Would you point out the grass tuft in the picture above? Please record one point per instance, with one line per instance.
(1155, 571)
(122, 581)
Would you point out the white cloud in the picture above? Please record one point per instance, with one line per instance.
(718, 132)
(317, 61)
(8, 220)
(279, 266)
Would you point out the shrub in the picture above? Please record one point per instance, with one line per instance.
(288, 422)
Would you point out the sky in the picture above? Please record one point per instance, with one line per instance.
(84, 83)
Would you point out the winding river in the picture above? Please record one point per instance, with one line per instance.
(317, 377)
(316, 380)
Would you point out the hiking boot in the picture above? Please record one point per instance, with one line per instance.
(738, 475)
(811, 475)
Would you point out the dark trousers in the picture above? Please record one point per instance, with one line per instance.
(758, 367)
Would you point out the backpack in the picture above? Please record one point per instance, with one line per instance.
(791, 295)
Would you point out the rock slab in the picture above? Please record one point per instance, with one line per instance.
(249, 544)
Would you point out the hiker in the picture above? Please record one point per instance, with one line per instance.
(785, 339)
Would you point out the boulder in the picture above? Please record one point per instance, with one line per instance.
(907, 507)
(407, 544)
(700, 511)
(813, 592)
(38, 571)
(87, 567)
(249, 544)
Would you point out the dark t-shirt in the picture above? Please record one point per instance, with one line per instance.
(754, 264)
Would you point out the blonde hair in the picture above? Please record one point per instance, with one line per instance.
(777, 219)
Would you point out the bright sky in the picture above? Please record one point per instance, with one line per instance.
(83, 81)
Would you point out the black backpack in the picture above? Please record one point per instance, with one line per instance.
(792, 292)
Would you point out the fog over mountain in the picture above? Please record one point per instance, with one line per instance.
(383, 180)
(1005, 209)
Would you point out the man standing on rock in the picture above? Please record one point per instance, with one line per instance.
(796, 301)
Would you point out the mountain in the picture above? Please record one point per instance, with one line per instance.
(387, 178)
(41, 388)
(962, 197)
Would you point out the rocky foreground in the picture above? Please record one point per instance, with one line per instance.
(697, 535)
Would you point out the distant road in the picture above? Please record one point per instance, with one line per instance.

********************

◆ Problem requirements ◆
Transcribe the full set of records precisely.

◆ Exercise solution ◆
Would you point out the grass tuft in the picture above? Please record one point per instance, with one line per instance.
(1155, 571)
(122, 581)
Would you point out the white cloud in the picture above? Please record one point per instance, with one line per instance.
(718, 132)
(317, 61)
(8, 220)
(279, 266)
Would you point out the shrub in the picture above? Please record one point per instance, with one line per instance.
(288, 422)
Would you point out the sky in the picture above? Please record one point per instance, with one line per instance.
(84, 83)
Would you point out the winding river in the picture above? Please record one point per instance, with one line per instance.
(317, 377)
(316, 380)
Would you point out the hiking boot in the picture above? Please record one point per instance, with one line per instance.
(738, 475)
(811, 475)
Would you point out the dark trousers in the picture above? Please record one point per instance, with one line per instance.
(758, 367)
Would you point out the backpack in the picture above? Please record one point per instance, with one line per instance.
(791, 295)
Would you point out the rock slab in the picture above? Please record one point per instance, with one line per instance.
(249, 544)
Would you point out the hiker in the picture above? Please record one point per instance, with one line per instance.
(785, 339)
Would you point out the boulder in the picture above? Please record one point per instance, with one line per instance.
(907, 507)
(407, 544)
(700, 511)
(813, 592)
(38, 571)
(87, 567)
(249, 544)
Would you point out the dark t-shirt in the picture above? Please record one point per instance, with one line per instance.
(754, 264)
Would you point out the blonde hair in the picture above? Please record one point per instance, with one line per instance.
(777, 219)
Would you point out the bright sky in the picture above? Please record one point per instance, with one line per instance.
(83, 81)
Would you point out the black backpack in the picture above? Please record one point per instance, with one line per instance.
(792, 292)
Would you point out the fog over mountain in the picture above? Please record one point per instance, with one line per instance.
(383, 180)
(1005, 209)
Would you point out the man standing on rock in the picture above? Please record one point per instance, with one line per instance.
(796, 301)
Would you point out the mountain in the picture above? Please record one point per instance, with one line per instance.
(387, 178)
(41, 388)
(962, 197)
Would you point out the rocky foreground in the picture above? Please record one point per instance, with one line per instance.
(697, 535)
Would you point out the distant road in the picture above? Please record one point per instance, with one line per instance.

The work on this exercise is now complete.